Mas é verdade que essa expressão poderia induzir a ideia de uma certa finalização, que favorecia formas de imobilidade, de ver menos as contradições reais do sistema e as exigências de desenvolvimento, de mudança, de reforma. Também é verdade que a propaganda do período de Brejnev, se nunca ignorou completamente os problemas e insuficiências existentes, muitas vezes tendeu a insistir demasiado nos sucessos – muito reais, aliás – a ponto de exagerá-los e apresentar a realidade soviética melhor do que ela realmente era.

Ora, a realidade soviética estava longe de ser sempre estimulante e correspondia apenas imperfeitamente à imagem de uma sociedade socialista desenvolvida: a escassez era real, as necessidades da população em bens de consumo não eram suficientemente satisfeitas e as técnicas e infraestruturas, às vezes, estavam longe de serem modernas, principalmente no campo. Como resultado, os cidadãos soviéticos sentiam cada vez mais uma profunda desconexão entre a retórica do Partido e a realidade das suas vidas. Isso deixava à propaganda burguesa e de “esquerda” ocidental não comunista a possibilidade de abrir brechas para denegrir o socialismo soviético, para todos os esquerdistas afirmarem que nem sequer era socialismo, uma vez que não correspondia à sua definição, completamente dogmática e abstrata, do que o socialismo deve ser. A essas pessoas, Yuri Andropov deu uma resposta contundente:

Até hoje, os ideólogos da burguesia e do reformismo constroem sistemas inteiros de argumentos que procuram provar que a nova sociedade criada na URSS e nos demais países irmãos não corresponderia ao modelo de socialismo concebido por Marx. Haverá, a acreditar neles, um divórcio entre a realidade e o ideal. Mas, com conhecimento de causa ou por ignorância, esquecemos que, ao desenvolver a sua doutrina, Marx não foi minimamente guiado pelas exigências de um ideal abstrato de um ‘socialismo’ limpinho e organizado. A ideia que ele teve do futuro regime veio de uma análise das contradições objetivas da grande produção capitalista. É precisamente esta abordagem, a única científica, que lhe permitiu definir infalivelmente os traços essenciais da sociedade que devia nascer nas tempestades purificadoras das revoluções sociais do século XX”.
★ ★ ★ ★ ★
**Lista de exercícios:**
A) Segundo o trecho sobre a realidade soviética, onde as técnicas e infraestruturas estavam mais longe de serem modernas?
B) Continue o trecho sobre a realidade soviética a partir do ponto em que ele termina.
Não é preciso consultar os itens.

**Itens de dados:**
★ ★ ★ ★ ★
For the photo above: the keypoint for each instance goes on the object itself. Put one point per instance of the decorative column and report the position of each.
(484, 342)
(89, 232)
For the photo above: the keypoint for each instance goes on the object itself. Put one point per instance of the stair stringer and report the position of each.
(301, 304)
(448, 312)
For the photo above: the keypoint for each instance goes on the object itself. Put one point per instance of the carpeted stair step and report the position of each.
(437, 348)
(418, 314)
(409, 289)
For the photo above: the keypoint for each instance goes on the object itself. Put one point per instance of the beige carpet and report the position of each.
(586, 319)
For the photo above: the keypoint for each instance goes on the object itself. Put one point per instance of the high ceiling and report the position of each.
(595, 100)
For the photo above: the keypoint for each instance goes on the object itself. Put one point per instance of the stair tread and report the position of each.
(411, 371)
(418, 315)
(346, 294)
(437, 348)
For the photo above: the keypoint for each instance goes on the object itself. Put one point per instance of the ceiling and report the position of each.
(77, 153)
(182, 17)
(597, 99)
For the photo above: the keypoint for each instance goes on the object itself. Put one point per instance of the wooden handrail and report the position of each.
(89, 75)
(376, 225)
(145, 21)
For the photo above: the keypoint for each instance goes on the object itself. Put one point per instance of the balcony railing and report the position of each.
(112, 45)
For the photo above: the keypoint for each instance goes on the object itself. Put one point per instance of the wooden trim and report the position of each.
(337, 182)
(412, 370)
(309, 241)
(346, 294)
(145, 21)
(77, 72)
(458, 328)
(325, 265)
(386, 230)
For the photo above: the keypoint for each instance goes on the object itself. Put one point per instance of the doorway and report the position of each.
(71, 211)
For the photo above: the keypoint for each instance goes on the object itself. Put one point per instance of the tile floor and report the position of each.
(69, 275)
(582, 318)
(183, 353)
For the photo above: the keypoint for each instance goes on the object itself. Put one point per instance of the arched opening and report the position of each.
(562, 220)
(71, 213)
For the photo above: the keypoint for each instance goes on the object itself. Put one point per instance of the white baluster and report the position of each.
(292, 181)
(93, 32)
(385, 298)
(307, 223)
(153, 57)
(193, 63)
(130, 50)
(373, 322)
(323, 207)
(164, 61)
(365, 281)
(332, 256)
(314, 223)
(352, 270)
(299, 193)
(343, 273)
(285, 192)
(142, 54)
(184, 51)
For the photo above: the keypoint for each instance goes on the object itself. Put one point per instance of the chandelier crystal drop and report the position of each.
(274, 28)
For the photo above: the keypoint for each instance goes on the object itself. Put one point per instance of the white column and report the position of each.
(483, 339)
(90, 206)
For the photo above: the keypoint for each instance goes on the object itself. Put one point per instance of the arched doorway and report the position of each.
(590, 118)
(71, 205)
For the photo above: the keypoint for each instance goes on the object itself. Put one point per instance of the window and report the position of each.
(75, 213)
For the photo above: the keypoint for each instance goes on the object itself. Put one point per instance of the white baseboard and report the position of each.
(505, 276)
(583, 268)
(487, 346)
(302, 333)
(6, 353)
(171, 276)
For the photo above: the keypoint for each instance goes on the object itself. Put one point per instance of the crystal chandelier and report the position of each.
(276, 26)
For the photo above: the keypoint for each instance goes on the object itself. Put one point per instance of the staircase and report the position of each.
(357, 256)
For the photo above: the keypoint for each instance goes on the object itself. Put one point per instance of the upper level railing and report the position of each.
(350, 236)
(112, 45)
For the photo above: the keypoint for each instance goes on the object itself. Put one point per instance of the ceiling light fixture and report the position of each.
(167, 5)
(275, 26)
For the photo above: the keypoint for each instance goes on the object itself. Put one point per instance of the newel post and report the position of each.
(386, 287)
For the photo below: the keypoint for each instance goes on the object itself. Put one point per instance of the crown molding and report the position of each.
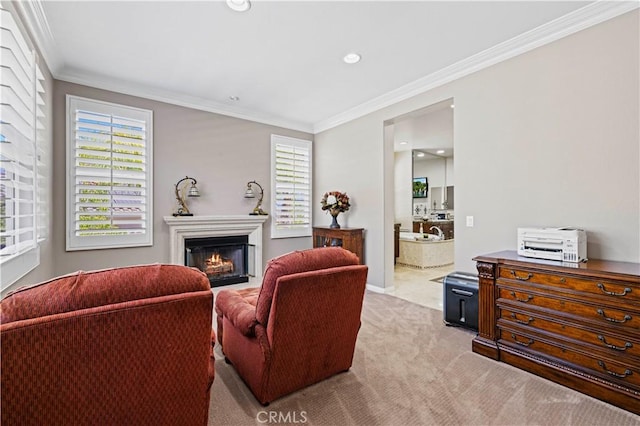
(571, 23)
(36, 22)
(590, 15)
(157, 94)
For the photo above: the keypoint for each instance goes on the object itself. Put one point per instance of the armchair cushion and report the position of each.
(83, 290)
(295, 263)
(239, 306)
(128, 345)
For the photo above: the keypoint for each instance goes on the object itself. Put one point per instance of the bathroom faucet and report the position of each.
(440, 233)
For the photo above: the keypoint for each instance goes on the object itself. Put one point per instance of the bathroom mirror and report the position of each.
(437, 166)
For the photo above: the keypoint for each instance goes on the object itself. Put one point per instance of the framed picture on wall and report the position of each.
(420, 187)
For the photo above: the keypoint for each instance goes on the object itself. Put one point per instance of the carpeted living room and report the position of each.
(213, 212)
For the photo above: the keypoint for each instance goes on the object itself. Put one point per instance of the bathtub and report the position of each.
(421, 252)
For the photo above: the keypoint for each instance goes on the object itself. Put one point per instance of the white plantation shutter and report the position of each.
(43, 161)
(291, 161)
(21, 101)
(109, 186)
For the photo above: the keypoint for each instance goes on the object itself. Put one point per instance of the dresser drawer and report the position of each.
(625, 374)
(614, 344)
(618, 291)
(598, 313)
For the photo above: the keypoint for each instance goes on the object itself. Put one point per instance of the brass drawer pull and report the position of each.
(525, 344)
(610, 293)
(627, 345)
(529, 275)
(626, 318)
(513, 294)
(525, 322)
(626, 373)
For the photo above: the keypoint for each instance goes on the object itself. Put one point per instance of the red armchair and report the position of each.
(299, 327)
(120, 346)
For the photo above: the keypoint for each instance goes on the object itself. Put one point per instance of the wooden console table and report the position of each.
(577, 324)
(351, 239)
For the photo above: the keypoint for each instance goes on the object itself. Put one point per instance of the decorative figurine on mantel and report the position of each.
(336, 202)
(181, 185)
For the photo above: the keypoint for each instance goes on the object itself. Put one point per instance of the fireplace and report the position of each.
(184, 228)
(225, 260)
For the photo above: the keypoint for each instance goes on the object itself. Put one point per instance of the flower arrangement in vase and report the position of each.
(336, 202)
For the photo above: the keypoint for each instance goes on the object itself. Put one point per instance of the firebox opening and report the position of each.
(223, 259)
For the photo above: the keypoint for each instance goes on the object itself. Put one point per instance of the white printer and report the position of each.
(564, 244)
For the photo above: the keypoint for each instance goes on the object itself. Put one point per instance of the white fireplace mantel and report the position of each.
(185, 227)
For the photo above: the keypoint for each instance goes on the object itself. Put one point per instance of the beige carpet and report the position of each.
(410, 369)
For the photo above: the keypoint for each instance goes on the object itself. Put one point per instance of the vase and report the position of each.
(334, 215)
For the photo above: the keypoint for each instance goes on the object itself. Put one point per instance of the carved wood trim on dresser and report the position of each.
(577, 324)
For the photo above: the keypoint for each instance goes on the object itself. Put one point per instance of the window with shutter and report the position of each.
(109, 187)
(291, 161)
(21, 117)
★ ★ ★ ★ ★
**Respostas esperadas:**
A) Principalmente no campo.

B)
Esta resposta é correta, e é aquela que ainda hoje deve ser dada a todos os esquerdistas que afirmam ser a favor da revolução e do socialismo em teoria, mas contra todas as revoluções e experiências reais de socialismo na prática. Não merecem receber outra, e a sua pretensão de serem marxistas é completamente artificial, não importa quantas citações dos clássicos com que se adornem. O povo soviético, em contrapartida, merecia uma resposta verdadeira.

O socialismo soviético, no início da década de 1980, estava longe de estar em crise. No entanto, a situação estava a começar a tornar-se preocupante. O balanço da liderança de Brejnev estava longe de ser mau. O desenvolvimento económico foi real e, em geral, espetacular, assim como o progresso social. O nível e a qualidade de vida dos soviéticos aumentaram consideravelmente. O cliché que designa esse período como de “estagnação” é totalmente falso e desonesto. Ao nível das próprias reformas, havia discussões sérias no topo do Partido, e o primeiro-ministro, Alexei Kosygin, tinha proposto reformas económicas importantes, às vezes bastante radicais, e foi capaz de implementá-las. Não foi seguido pelo politburo nas suas ideias mais radicais; que significavam, é verdade, abrir mais espaço para os mecanismos de mercado, o que poderia ser incompatível com o caráter socialista da economia soviética.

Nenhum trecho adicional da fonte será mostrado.